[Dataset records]
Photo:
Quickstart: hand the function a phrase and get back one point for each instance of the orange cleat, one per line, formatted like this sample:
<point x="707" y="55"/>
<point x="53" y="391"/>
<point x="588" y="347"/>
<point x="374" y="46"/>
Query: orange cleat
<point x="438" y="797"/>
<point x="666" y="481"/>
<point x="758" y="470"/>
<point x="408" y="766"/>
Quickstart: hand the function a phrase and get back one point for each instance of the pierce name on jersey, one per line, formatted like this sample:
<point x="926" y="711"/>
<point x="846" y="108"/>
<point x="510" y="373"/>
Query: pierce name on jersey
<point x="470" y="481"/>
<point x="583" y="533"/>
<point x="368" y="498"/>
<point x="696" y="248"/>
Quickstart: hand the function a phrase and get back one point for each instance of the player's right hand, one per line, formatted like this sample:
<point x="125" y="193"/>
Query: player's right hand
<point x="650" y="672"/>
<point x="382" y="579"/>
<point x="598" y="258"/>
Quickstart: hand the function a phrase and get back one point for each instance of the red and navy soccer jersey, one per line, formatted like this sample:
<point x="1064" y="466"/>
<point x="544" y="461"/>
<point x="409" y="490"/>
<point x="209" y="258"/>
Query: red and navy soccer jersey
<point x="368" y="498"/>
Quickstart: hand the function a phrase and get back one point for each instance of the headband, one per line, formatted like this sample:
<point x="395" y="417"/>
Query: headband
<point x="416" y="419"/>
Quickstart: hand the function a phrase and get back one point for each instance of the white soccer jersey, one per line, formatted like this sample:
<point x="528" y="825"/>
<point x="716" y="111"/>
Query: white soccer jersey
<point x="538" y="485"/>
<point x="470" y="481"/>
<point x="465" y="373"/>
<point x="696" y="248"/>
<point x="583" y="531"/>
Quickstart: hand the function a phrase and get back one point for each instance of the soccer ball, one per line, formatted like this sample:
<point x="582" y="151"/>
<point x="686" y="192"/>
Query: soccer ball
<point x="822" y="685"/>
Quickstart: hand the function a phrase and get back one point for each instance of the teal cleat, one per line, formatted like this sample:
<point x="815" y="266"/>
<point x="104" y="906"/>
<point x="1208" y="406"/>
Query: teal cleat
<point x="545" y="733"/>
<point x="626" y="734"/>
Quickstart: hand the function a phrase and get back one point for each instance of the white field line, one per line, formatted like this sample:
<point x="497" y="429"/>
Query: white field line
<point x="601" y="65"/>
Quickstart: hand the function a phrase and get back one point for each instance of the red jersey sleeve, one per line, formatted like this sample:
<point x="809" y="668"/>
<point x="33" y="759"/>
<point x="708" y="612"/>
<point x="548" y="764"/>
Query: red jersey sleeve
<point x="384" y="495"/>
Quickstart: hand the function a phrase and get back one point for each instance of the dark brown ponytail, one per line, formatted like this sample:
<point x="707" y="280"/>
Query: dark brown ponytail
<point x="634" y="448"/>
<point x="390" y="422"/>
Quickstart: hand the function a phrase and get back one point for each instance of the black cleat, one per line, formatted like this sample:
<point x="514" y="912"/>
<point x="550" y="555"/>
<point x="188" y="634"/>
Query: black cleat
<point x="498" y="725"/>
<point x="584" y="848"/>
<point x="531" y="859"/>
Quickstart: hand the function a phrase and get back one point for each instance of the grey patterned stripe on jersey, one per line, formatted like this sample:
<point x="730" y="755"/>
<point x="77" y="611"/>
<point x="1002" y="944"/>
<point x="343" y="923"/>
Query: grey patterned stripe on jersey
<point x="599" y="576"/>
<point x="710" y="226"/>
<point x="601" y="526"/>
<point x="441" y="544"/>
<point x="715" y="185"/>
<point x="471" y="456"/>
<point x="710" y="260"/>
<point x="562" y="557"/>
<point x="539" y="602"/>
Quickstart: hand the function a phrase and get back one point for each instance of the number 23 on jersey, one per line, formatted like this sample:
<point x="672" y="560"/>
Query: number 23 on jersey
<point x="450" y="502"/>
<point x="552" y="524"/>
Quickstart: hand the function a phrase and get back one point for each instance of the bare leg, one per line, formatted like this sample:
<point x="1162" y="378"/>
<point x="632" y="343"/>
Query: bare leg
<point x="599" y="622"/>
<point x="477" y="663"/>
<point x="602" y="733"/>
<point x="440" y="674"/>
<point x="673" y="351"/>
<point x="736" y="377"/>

--

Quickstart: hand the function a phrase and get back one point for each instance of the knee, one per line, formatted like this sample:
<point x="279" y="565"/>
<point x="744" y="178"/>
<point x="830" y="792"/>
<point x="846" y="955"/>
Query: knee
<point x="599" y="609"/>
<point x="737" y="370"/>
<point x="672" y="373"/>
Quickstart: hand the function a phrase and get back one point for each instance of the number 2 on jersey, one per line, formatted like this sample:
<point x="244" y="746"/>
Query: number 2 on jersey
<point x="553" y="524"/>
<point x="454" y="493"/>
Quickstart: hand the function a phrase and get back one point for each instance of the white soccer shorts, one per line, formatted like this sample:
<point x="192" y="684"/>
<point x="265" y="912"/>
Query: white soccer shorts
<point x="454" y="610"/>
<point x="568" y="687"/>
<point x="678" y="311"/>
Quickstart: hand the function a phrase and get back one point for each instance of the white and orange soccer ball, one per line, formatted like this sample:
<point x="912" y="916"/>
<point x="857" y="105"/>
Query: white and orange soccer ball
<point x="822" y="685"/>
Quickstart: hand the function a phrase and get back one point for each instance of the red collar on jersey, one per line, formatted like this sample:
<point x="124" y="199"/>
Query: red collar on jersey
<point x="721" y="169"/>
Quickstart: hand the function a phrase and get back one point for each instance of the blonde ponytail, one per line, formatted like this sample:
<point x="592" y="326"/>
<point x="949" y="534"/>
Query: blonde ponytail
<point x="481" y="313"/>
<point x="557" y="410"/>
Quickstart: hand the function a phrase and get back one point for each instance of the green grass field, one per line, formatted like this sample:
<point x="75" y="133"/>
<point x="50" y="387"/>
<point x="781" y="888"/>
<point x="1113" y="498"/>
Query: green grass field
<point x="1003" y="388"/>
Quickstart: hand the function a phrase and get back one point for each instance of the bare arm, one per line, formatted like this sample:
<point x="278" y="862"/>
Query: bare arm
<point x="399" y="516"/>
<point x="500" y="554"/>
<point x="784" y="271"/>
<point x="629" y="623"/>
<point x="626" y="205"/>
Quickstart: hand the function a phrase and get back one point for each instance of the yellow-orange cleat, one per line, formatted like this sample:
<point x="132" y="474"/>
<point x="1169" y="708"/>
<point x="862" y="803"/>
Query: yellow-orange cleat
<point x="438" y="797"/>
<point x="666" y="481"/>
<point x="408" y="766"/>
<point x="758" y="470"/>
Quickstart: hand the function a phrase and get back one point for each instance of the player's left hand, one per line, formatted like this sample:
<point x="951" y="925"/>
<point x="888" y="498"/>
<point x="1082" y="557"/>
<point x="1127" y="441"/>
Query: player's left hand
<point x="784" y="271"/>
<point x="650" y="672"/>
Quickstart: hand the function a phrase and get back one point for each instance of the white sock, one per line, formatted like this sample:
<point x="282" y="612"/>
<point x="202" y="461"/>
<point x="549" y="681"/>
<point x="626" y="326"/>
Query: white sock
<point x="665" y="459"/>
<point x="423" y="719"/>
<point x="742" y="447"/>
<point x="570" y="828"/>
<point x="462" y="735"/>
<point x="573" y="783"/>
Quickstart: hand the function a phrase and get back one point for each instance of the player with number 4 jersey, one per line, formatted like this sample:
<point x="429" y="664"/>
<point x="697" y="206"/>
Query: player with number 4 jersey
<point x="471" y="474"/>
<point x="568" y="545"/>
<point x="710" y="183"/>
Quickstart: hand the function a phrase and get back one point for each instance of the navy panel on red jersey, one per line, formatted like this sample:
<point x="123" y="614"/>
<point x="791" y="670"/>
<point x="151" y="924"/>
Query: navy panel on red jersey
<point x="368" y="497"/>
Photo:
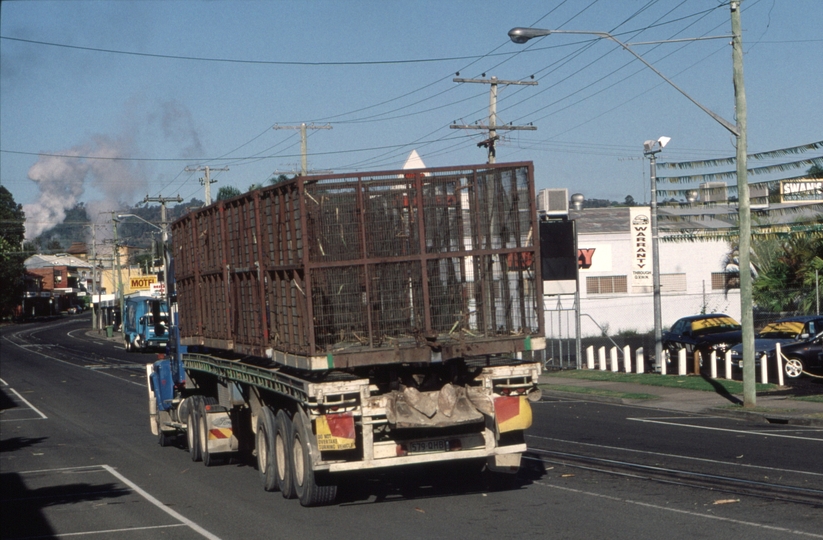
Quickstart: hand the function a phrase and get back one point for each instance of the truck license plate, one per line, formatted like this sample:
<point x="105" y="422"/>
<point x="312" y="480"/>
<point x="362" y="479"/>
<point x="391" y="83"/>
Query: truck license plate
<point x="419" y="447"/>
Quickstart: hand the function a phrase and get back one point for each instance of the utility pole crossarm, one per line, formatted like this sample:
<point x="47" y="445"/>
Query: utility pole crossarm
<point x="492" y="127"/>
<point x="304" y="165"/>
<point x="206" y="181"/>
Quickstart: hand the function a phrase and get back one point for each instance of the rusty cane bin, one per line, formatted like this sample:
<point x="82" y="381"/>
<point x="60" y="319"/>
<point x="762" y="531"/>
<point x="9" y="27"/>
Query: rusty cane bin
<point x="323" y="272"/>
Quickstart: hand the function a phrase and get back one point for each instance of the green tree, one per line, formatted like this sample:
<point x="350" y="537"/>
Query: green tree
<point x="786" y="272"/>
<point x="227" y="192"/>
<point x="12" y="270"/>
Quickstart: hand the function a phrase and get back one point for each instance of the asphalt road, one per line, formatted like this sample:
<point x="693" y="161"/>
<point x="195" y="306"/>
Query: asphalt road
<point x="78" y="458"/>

### Assigned task
Above are the entries. Copy exactly the part that opens with the line containing "the white field" and closes with the line containing "bare leg, one", and no more.

### Result of the task
Quickstart: hand the function a phrase and get back one point for each instance of the white field line, one per line, formatted like this sample:
<point x="497" y="429"/>
Query: white field line
<point x="601" y="65"/>
Quickstart: hand the function a phrase and get back one point for each instance of the red jersey sleeve, one per line, formatted like this sample:
<point x="809" y="668"/>
<point x="33" y="759"/>
<point x="708" y="612"/>
<point x="548" y="764"/>
Query: red jersey sleeve
<point x="384" y="495"/>
Quickstart: hand the function a phrase and get back one point for each instance of the dark brown ponytail, one per line, formatted like this sample:
<point x="707" y="280"/>
Query: dark brown ponytail
<point x="634" y="448"/>
<point x="390" y="422"/>
Quickstart: hand the function a phrase and get back one point for each instance of the black cleat, one per line, formatted like this sample:
<point x="514" y="912"/>
<point x="550" y="555"/>
<point x="188" y="634"/>
Query: black cleat
<point x="498" y="725"/>
<point x="584" y="848"/>
<point x="531" y="859"/>
Quickstart: hand the function a phrase and get back one point for each instance of the grey patterned stripe on jersey, one per line, formatted like this sample:
<point x="730" y="755"/>
<point x="77" y="611"/>
<point x="1002" y="944"/>
<point x="343" y="923"/>
Query: grey patterned stripe on jersey
<point x="599" y="576"/>
<point x="710" y="226"/>
<point x="601" y="526"/>
<point x="441" y="544"/>
<point x="715" y="185"/>
<point x="471" y="456"/>
<point x="710" y="260"/>
<point x="562" y="557"/>
<point x="539" y="602"/>
Quickstart: hand the function a phrase and get back one point for each instance of the number 23 on jersey, one per line, formatted like this sample:
<point x="672" y="560"/>
Query: number 23 on jersey
<point x="450" y="502"/>
<point x="552" y="524"/>
Quickstart: hand the function a phrase and get back one point for each instance of the bare leg, one per line, formatted like this sample:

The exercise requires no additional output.